Turn all of the data below into a numbered list with one line per number. Leave out any blank lines.

** start Data shown **

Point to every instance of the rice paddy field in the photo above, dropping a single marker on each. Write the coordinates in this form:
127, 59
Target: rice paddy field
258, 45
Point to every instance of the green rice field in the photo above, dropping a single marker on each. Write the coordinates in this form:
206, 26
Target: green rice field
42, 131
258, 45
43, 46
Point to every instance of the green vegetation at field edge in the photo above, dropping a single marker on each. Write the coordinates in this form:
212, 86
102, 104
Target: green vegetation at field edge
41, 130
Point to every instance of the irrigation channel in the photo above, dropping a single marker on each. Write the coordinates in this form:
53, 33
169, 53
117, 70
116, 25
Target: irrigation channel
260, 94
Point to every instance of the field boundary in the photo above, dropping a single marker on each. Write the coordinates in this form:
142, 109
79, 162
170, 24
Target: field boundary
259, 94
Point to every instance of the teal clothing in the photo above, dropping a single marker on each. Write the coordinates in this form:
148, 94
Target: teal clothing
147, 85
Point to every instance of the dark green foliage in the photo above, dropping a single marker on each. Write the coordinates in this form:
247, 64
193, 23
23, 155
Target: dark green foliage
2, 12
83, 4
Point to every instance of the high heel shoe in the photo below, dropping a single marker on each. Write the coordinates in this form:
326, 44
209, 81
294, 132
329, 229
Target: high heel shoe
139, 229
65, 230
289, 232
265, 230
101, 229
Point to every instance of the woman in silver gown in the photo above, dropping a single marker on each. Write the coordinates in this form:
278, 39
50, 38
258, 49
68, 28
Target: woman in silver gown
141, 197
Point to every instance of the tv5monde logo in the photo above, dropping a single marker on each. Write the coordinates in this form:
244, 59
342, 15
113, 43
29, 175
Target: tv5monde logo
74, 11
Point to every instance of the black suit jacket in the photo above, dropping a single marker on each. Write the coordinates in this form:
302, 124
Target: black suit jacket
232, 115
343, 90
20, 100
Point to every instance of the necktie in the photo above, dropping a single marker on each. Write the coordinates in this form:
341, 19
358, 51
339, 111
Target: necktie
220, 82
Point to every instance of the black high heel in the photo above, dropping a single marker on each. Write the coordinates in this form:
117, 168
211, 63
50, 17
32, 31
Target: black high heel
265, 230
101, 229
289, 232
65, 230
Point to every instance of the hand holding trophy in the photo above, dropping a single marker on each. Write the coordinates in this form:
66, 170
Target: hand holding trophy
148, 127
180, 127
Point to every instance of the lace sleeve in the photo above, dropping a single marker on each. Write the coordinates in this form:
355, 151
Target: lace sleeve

** end Data shown **

** Solution below **
1. Point to every instance of the rice paddy field in the photo above, dropping a single marker on each. Write the coordinates in this form:
2. 127, 59
3. Target: rice paddy field
4. 258, 45
5. Point to every instance of the green rice field in the photo above, dropping a single marker on each. Write the coordinates in this form:
6. 206, 26
7. Target: green rice field
8. 42, 131
9. 258, 45
10. 43, 46
11. Point to every instance of the green vegetation at field edge in the photo above, dropping a single marker on each. Write the coordinates in this form:
12. 212, 86
13. 102, 104
14. Target: green vegetation at field edge
15. 41, 130
16. Point to every instance of the irrigation channel in the photo above, dropping a single marker on each. Write the coordinates in this form:
17. 53, 33
18. 169, 53
19. 117, 70
20. 116, 25
21. Target: irrigation channel
22. 260, 94
23. Point to every instance of the field boundary in the photo above, dropping a single marker on each. Write the coordinates in this form:
24. 142, 109
25. 79, 162
26. 170, 24
27. Target: field boundary
28. 259, 94
29. Point to every instance of the teal clothing in the photo above, dropping a single marker on each. Write the coordinates in this form:
30. 148, 94
31. Target: teal clothing
32. 147, 85
33. Point to every instance of the dark green foliage in the photo above, dropping a single marker on each. Write the coordinates in this form:
34. 247, 64
35. 193, 23
36. 23, 155
37. Target: dark green foliage
38. 2, 12
39. 83, 4
40. Point to every instance of the high heel shoe in the photo below, dropping a single marker on each. Write the coordinates in this form:
41. 326, 44
42. 209, 81
43. 294, 132
44. 329, 229
45. Target: high heel shoe
46. 139, 229
47. 65, 230
48. 289, 232
49. 265, 230
50. 101, 229
51. Point to every instance of the woman in silver gown in the photo above, dropping a single marker on each. Write the coordinates in this form:
52. 278, 39
53. 50, 38
54. 258, 49
55. 68, 28
56. Target: woman in silver gown
57. 141, 197
58. Point to every instance of the tv5monde logo in the photo above, dropping a single marker on each. Write the coordinates in this form:
59. 244, 59
60. 342, 15
61. 113, 43
62. 29, 175
63. Target: tv5monde logo
64. 74, 11
65. Point to every instance of the black suit jacket in the photo above, dropping a single marker on each. Write the coordinates in this form:
66. 302, 124
67. Target: black suit jacket
68. 232, 115
69. 343, 90
70. 20, 100
71. Point to every instance of the necktie in the photo above, dropping a single marker on each. Write the coordinates in this form:
72. 341, 19
73. 358, 51
74. 339, 111
75. Target: necktie
76. 220, 82
77. Point to every instance of the black high heel in the photo above, dropping a single marker on each. Write the coordinates in this form:
78. 117, 168
79. 211, 63
80. 50, 17
81. 32, 31
82. Target: black high heel
83. 265, 230
84. 101, 229
85. 289, 232
86. 65, 230
87. Point to every instance of the hand holding trophy in the photo above, dropping a single marker on each. Write the coordinates in this form:
88. 66, 170
89. Target: hand holding trophy
90. 148, 127
91. 180, 127
92. Point to every instance of the lace sleeve in the photo above, dropping a single marker on each. Write the coordinates in this form:
93. 355, 151
94. Target: lace sleeve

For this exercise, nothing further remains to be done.